* Instruction *
Only the lines from the one with "of the roof" onward are wanted, through the last line of the entries, set down exactly.

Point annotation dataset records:
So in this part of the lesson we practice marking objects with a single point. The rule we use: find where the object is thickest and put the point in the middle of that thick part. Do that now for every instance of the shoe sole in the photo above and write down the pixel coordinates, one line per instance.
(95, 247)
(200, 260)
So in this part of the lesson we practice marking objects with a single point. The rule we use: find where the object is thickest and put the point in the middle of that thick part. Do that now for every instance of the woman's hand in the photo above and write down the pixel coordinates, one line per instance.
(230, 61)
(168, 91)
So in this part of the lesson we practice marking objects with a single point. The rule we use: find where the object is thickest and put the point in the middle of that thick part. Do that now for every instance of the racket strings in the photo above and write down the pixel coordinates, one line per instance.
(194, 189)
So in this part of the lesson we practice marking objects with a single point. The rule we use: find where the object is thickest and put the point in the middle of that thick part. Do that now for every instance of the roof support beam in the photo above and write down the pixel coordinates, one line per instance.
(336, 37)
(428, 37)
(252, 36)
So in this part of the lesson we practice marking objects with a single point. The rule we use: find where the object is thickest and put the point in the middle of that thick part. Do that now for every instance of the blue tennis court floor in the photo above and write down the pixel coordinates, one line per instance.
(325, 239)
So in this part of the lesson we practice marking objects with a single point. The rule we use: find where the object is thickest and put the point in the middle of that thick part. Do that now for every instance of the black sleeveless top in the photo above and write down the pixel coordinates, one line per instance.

* Expected answer *
So in this part of the lesson we practice marking objects with a single point. The rule we use: find where the object is thickest and put the point in the middle of that thick part. Do that now for every instance of the roof support beam in the photo above and write down the pixel coordinates, one line per instance.
(336, 37)
(428, 37)
(252, 36)
So in this part of the lesson we practice marking objects with a single point. The rule we use: find where the object is thickest and put the point in the middle of that thick part. Do that now for every instance of the blue tennis court floor in the photo above and write down the pixel coordinates, one line per instance.
(325, 239)
So in this part of the lesson we practice marking objects with a single point. The rule we use: find where the object is thickest and put the point in the middle of that thick part. Do that now for every instance of the black sleeveless top in the photo above and write down the pixel coordinates, one line per instance.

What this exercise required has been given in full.